(Collected data entries)
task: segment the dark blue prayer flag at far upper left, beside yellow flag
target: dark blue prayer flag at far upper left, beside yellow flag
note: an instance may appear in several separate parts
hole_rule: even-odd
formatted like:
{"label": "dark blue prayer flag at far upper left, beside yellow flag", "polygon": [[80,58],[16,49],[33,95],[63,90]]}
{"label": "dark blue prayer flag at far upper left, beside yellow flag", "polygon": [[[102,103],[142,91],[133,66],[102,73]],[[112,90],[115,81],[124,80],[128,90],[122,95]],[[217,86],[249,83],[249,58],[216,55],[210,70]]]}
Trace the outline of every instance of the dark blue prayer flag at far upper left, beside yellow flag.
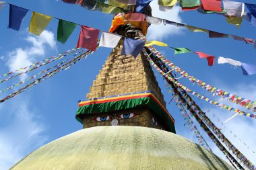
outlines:
{"label": "dark blue prayer flag at far upper left, beside yellow flag", "polygon": [[16,31],[20,30],[20,25],[22,24],[22,20],[24,19],[27,12],[28,9],[10,4],[8,28]]}

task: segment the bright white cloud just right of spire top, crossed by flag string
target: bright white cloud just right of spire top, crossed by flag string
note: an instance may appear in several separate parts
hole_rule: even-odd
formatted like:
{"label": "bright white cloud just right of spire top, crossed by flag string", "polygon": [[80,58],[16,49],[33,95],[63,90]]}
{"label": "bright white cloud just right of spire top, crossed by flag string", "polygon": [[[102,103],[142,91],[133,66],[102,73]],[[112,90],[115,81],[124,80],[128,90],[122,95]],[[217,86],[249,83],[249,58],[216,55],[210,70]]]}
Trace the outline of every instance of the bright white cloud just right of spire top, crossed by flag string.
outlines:
{"label": "bright white cloud just right of spire top, crossed by flag string", "polygon": [[[181,16],[179,15],[181,11],[181,7],[175,6],[168,12],[163,12],[159,10],[158,1],[152,1],[150,3],[150,6],[152,7],[152,15],[154,17],[159,17],[162,19],[167,19],[172,22],[182,22]],[[148,39],[149,40],[164,40],[170,36],[173,35],[181,35],[183,34],[183,28],[177,27],[177,26],[171,26],[163,24],[160,25],[154,25],[152,24],[148,28]]]}

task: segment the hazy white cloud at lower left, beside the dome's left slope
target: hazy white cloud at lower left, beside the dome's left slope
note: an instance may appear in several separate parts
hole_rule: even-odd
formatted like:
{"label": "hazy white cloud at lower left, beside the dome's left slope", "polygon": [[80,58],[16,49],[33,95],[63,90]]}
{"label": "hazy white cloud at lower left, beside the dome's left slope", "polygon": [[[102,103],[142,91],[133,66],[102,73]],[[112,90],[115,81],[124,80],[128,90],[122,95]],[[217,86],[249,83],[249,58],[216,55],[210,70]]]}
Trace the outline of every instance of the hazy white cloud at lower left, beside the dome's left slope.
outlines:
{"label": "hazy white cloud at lower left, beside the dome's left slope", "polygon": [[[32,111],[26,100],[17,101],[18,105],[2,107],[1,112],[8,110],[11,121],[0,130],[0,167],[9,169],[16,162],[44,144],[48,137],[42,118],[36,117],[38,112]],[[9,108],[11,107],[11,108]],[[2,115],[3,116],[3,115]],[[3,123],[3,122],[2,122]]]}

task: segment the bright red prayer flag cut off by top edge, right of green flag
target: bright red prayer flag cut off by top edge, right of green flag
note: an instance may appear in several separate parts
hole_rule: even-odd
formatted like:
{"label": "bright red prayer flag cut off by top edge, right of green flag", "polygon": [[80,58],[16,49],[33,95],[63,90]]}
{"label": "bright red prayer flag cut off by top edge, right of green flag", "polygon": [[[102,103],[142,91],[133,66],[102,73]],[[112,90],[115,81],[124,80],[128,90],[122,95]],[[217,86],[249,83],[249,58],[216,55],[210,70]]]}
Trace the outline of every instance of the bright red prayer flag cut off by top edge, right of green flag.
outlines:
{"label": "bright red prayer flag cut off by top edge, right of green flag", "polygon": [[221,0],[201,0],[202,9],[206,11],[220,11],[222,12]]}

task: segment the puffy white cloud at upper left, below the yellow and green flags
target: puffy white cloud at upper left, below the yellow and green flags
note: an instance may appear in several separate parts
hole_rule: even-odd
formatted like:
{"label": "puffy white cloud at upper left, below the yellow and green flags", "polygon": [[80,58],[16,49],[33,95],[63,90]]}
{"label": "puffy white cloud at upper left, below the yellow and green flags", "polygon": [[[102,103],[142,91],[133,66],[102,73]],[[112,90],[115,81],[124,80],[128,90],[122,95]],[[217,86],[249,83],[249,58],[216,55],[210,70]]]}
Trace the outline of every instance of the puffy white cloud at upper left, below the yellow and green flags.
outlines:
{"label": "puffy white cloud at upper left, below the yellow and green flags", "polygon": [[[16,48],[7,55],[7,67],[10,71],[32,65],[40,56],[45,55],[48,46],[56,49],[55,36],[53,32],[47,30],[44,30],[39,37],[30,34],[25,40],[31,45],[26,48]],[[27,75],[23,74],[20,78],[23,80],[26,77]]]}

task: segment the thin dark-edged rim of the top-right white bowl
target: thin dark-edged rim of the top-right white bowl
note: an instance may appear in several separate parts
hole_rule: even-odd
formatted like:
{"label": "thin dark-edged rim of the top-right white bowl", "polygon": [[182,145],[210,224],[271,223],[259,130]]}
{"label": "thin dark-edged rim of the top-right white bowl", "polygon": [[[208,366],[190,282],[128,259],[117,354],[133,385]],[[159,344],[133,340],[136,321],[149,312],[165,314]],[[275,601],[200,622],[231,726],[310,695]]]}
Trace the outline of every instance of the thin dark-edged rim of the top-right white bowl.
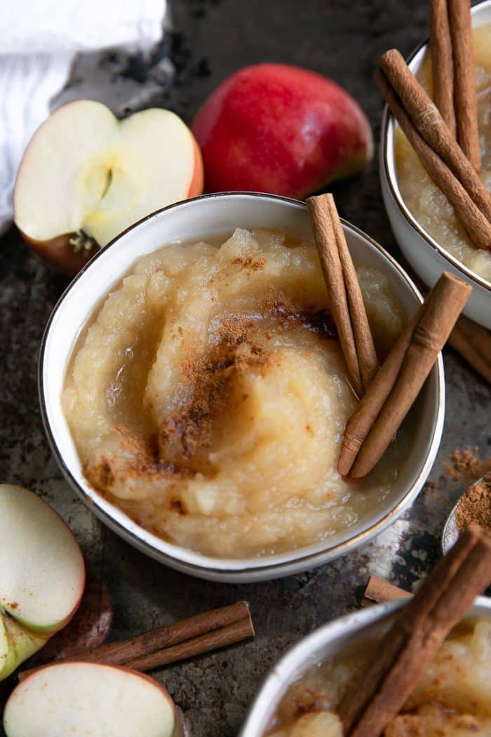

ABOUT THIS EXERCISE: Your answer must be the records exactly as they stand, with no pictures in it.

EXERCISE ANSWER:
task: segment the dark blue prayer flag at far upper left, beside yellow flag
target: dark blue prayer flag at far upper left, beside yellow flag
note: an instance may appear in several separate parts
hole_rule: even-odd
formatted like:
{"label": "dark blue prayer flag at far upper left, beside yellow flag", "polygon": [[80,58],[16,49],[33,95],[63,90]]}
{"label": "dark blue prayer flag at far upper left, beside yellow flag", "polygon": [[[102,103],[142,91],[133,66],[102,73]],[[112,90],[115,81],[124,80],[128,90],[122,95]],[[217,86],[249,83],[249,58],[216,55],[210,70]]]}
Trace the outline of every instance of the dark blue prayer flag at far upper left, beside yellow flag.
outlines:
{"label": "dark blue prayer flag at far upper left, beside yellow flag", "polygon": [[16,31],[20,30],[20,25],[22,24],[22,20],[24,19],[27,12],[28,9],[10,4],[8,28]]}

task: segment the bright white cloud just right of spire top, crossed by flag string
target: bright white cloud just right of spire top, crossed by flag string
note: an instance may appear in several separate parts
hole_rule: even-odd
formatted like:
{"label": "bright white cloud just right of spire top, crossed by flag string", "polygon": [[80,58],[16,49],[33,95],[63,90]]}
{"label": "bright white cloud just right of spire top, crossed by flag string", "polygon": [[[102,103],[142,91],[133,66],[102,73]],[[112,90],[115,81],[124,80],[128,90],[122,95]],[[217,86],[249,83],[249,58],[216,55],[210,70]]]}
Trace the outline of every instance of the bright white cloud just right of spire top, crossed by flag string.
outlines:
{"label": "bright white cloud just right of spire top, crossed by flag string", "polygon": [[[181,16],[179,15],[181,11],[181,7],[175,6],[168,12],[163,12],[159,10],[158,1],[152,1],[150,3],[150,6],[152,7],[152,15],[154,17],[159,17],[162,19],[167,19],[172,22],[182,22]],[[148,39],[149,40],[164,40],[170,36],[173,35],[181,35],[183,34],[183,28],[177,27],[177,26],[171,26],[163,24],[160,25],[154,25],[152,24],[148,28]]]}

task: segment the hazy white cloud at lower left, beside the dome's left slope
target: hazy white cloud at lower left, beside the dome's left slope
note: an instance may appear in several separate parts
hole_rule: even-odd
formatted like:
{"label": "hazy white cloud at lower left, beside the dome's left slope", "polygon": [[80,58],[16,49],[33,95],[63,90]]}
{"label": "hazy white cloud at lower left, beside the dome's left slope", "polygon": [[[102,103],[142,91],[133,66],[102,73]],[[112,90],[115,81],[124,80],[128,90],[122,95]],[[217,86],[249,83],[249,58],[216,55],[210,70]]]}
Trace the outline of every instance of the hazy white cloud at lower left, beside the dome's left slope.
outlines:
{"label": "hazy white cloud at lower left, beside the dome's left slope", "polygon": [[[32,111],[26,100],[17,101],[18,105],[2,107],[1,112],[8,110],[11,121],[0,130],[0,167],[9,169],[16,162],[44,144],[48,137],[42,118],[36,117],[38,112]],[[9,108],[11,107],[11,108]],[[2,115],[3,116],[3,115]],[[3,123],[3,122],[2,122]]]}

task: segment the bright red prayer flag cut off by top edge, right of green flag
target: bright red prayer flag cut off by top edge, right of green flag
note: an instance may appear in several separate parts
hole_rule: even-odd
formatted like:
{"label": "bright red prayer flag cut off by top edge, right of green flag", "polygon": [[80,58],[16,49],[33,95],[63,90]]}
{"label": "bright red prayer flag cut off by top edge, right of green flag", "polygon": [[[102,103],[142,91],[133,66],[102,73]],[[112,90],[115,81],[124,80],[128,90],[122,95]],[[217,86],[249,83],[249,58],[216,55],[210,70]]]}
Trace the outline of every instance of the bright red prayer flag cut off by top edge, right of green flag.
outlines:
{"label": "bright red prayer flag cut off by top edge, right of green flag", "polygon": [[221,0],[201,0],[202,9],[206,11],[220,11],[222,12]]}

task: segment the puffy white cloud at upper left, below the yellow and green flags
target: puffy white cloud at upper left, below the yellow and green flags
note: an instance may appear in several separate parts
hole_rule: even-odd
formatted like:
{"label": "puffy white cloud at upper left, below the yellow and green flags", "polygon": [[80,58],[16,49],[33,95],[63,90]]}
{"label": "puffy white cloud at upper left, below the yellow and green flags", "polygon": [[[102,103],[142,91],[133,66],[102,73]],[[112,90],[115,81],[124,80],[128,90],[122,95]],[[217,86],[249,83],[249,58],[216,55],[210,70]]]}
Trace the outline of every instance of the puffy white cloud at upper left, below the yellow and green flags.
outlines:
{"label": "puffy white cloud at upper left, below the yellow and green flags", "polygon": [[[16,48],[7,55],[7,67],[10,71],[32,65],[40,56],[45,55],[48,46],[56,49],[55,36],[53,32],[47,30],[44,30],[39,37],[30,34],[25,40],[31,45],[26,48]],[[27,75],[23,74],[20,78],[23,80],[26,77]]]}

task: segment the thin dark-edged rim of the top-right white bowl
target: thin dark-edged rim of the top-right white bowl
note: an instance may appear in several separate parts
hole_rule: even-odd
formatted like:
{"label": "thin dark-edged rim of the top-right white bowl", "polygon": [[182,145],[210,224],[271,223],[259,130]]}
{"label": "thin dark-edged rim of the top-right white bowl", "polygon": [[[208,366],[190,282],[128,259],[117,354],[133,385]],[[159,344],[133,340],[136,321],[149,312],[165,314]],[[275,601],[200,622],[231,726],[310,695]]]}
Trace the outline of every instance of the thin dark-edged rim of the top-right white bowl.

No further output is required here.